:: PROBLEMS TO WORK ON ::
[1] Decide whether each statement below agrees with the passage on preparing MI-bearing phenocrysts. Answer yes or no for each and quote the words from the passage that decide it. (a) Quartz is favored partly because its composition is homogeneous and constant. (b) Only olivine and quartz phenocrysts can contain MI. (c) Crystals cannot be separated from lavas and granites.
[2] Carry the passage on preparing MI-bearing phenocrysts forward, starting after its final sentence.

:: PAGE ::
******************************
Any study of MI should be preceded by a detailed field study of the host rocks. In addition, thin sections should be prepared for petrographic analysis of phenocryst phases, modes, rock textures, and phase relationships. Such information is vital to successful interpretation of data obtained through MI analysis.

Optimally, the MI-bearing phenocrysts should be picked from crystal separates. For pumiceous and scoriaceous rocks, such separates are particularly easy to prepare, as the matrix glass may be easily crushed and separated from crystals (often, by simply floating it away). Even for lavas and granites, crystals can be readily separated from groundmass and other phenocryst phases after crushing and use of heavy liquids. Any type of igneous phenocryst may contain MI. Olivine and quartz have been used for most studies because, in contrast to crystals with good cleavage, they tend to survive eruption and sample preparation without fracturing. An additional advantage of quartz is that its homogeneous and constant composition makes data acquisition and reduction quite simple. Pyroxenes, though relatively opaque, also can be used successfully, and MI studies have used plagioclase, sanidine, leucite, apatite and other phases.
******************************
:: RECORDS PROVIDED ::

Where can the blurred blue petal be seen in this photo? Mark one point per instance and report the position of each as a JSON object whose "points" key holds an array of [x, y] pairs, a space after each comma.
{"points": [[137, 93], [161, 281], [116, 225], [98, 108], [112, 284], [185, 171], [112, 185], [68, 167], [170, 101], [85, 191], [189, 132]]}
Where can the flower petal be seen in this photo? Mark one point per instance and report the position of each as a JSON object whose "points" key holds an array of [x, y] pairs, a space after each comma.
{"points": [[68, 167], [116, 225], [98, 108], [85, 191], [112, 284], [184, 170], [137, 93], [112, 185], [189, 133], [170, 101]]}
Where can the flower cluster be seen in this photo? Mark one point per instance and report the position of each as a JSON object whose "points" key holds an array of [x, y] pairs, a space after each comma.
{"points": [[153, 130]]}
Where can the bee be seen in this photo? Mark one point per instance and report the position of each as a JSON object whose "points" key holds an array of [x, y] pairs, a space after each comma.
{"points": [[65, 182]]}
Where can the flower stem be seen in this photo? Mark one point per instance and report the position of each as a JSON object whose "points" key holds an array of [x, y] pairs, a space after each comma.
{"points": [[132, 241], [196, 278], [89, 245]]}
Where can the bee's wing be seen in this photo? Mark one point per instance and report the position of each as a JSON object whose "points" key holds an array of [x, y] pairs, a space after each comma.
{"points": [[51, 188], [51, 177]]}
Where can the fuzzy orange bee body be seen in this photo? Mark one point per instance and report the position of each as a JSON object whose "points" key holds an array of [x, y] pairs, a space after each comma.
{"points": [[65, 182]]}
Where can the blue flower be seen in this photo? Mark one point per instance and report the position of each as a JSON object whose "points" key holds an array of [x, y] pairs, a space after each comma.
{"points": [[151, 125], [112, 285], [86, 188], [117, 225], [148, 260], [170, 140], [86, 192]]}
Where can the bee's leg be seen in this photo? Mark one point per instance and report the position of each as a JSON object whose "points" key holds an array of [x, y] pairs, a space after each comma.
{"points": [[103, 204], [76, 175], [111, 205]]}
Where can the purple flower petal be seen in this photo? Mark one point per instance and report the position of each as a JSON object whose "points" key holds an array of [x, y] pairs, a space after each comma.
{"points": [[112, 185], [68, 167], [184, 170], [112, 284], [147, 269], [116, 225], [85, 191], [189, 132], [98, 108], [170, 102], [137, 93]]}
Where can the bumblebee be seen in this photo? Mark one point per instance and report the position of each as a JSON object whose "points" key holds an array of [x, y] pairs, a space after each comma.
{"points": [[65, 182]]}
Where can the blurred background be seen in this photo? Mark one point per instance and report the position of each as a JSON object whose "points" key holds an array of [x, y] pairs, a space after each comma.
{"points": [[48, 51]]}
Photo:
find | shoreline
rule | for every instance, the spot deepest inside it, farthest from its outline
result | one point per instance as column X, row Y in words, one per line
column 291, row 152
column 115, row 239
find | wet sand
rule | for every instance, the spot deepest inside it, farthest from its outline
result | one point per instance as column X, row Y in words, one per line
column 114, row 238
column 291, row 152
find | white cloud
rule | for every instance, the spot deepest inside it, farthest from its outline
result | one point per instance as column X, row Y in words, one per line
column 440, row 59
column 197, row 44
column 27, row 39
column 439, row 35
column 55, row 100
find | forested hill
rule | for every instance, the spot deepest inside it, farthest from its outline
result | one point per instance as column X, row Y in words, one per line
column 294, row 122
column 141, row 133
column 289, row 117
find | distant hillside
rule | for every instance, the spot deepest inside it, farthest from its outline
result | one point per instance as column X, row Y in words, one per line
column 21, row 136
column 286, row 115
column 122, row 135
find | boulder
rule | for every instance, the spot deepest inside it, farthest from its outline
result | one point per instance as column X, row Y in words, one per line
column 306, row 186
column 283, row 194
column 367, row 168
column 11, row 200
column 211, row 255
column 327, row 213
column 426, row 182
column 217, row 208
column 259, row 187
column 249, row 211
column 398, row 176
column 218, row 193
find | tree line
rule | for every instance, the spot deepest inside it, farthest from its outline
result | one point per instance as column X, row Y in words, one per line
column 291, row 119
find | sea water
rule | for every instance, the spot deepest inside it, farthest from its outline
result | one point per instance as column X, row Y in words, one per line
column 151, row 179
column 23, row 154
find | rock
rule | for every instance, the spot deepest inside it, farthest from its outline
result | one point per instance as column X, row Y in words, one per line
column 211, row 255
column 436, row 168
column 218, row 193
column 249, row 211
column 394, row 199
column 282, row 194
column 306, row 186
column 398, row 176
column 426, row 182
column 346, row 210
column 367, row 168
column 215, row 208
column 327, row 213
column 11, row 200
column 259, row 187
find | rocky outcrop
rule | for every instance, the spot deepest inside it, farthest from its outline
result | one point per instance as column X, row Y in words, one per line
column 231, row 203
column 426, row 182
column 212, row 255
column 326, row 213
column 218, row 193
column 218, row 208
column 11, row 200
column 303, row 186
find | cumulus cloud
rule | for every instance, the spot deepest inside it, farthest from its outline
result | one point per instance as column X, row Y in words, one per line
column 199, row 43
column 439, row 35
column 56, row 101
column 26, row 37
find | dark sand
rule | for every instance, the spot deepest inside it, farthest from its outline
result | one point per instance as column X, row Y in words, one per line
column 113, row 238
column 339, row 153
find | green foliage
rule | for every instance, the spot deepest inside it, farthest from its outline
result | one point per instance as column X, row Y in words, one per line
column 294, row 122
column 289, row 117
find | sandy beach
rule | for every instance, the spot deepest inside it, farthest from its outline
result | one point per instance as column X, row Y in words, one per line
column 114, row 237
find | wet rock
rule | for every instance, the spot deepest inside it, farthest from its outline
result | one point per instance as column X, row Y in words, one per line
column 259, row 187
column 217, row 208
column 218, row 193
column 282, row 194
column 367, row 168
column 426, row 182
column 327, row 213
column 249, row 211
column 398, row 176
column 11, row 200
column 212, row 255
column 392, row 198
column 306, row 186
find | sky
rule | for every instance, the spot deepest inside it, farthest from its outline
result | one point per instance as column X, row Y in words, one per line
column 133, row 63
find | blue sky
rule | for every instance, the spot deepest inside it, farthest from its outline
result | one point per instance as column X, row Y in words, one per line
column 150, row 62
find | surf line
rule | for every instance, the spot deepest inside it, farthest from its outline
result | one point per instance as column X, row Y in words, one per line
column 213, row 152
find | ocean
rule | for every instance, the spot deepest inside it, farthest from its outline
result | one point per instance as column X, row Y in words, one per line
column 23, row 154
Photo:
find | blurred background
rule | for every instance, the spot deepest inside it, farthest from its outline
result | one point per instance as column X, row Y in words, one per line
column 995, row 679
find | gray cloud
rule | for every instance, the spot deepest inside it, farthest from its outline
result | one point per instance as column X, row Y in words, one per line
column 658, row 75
******************************
:: ANSWERS PROVIDED ::
[1]
(a) Yes: "An additional advantage of quartz is that its homogeneous and constant composition makes data acquisition and reduction quite simple."
(b) No: "Any type of igneous phenocryst may contain MI."
(c) No: "Even for lavas and granites, crystals can be readily separated from groundmass and other phenocryst phases after crushing and use of heavy liquids."

[2]
Workers should avoid analysis of inclusions in grain mounts and thin sections if the MI were not observed and described prior to polishing. Instead, MI-bearing phenocrysts should be immersed in a mineral oil of appropriate refractive index to minimize scattering of light. Either a petrographic or stereoscopic microscope can be used to view the inclusions, or optimally, a spindle stage (e.g., Anderson & Bodnar 1993). Such setups permit observation of the inclusion in three-dimensions, allowing detection of cracks, capillaries, and other features that may indicate that the inclusion did not remain a closed system during cooling and depressurization (e.g., Fig. 3). Workers should also record inclusion size, shape, and color, and describe any associated bubbles. Afterwards, the MI-bearing crystals can be mounted and polished.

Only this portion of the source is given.